● EXERCISE DESCRIPTION: An exact copy of the lines from the one containing "for shuttered window." through the end of the material is all that is wanted; transcribe only those.

● MATERIAL FOR THE TASK:
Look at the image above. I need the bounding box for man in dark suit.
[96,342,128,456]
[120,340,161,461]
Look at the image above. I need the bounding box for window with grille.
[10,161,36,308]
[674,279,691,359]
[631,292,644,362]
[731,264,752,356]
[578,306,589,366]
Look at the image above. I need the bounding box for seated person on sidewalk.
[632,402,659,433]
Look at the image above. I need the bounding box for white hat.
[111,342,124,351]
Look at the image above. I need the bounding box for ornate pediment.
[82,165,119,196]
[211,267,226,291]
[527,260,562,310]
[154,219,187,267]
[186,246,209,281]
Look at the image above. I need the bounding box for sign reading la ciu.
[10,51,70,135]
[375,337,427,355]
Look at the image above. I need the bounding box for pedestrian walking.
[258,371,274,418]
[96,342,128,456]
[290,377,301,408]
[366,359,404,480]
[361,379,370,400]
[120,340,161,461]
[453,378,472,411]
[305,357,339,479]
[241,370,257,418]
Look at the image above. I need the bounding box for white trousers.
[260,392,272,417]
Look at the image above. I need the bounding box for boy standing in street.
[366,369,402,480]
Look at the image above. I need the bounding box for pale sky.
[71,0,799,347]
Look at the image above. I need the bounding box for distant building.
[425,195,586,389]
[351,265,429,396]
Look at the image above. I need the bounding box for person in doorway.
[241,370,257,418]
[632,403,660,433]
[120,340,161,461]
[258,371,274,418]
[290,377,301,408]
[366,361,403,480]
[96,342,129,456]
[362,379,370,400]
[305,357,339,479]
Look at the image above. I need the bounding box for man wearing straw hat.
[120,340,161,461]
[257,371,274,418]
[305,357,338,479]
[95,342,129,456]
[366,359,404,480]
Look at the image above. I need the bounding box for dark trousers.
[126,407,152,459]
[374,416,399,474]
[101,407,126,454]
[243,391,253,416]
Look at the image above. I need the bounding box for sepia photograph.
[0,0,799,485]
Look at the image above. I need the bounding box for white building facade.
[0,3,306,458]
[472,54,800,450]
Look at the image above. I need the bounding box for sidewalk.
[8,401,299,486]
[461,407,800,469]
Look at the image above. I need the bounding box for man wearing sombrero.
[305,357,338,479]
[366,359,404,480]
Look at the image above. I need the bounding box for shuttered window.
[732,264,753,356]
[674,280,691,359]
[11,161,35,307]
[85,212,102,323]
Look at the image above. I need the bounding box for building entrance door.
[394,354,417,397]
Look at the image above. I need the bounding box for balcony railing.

● TASK SOLUTION:
Look at the image above. I need the bounding box for shuttered window.
[732,264,753,356]
[674,280,691,359]
[11,161,35,307]
[85,212,102,323]
Look at the image above. I need the bounding box for building entrance door.
[394,354,417,397]
Look at the image above. I need the bounding box for balcony railing.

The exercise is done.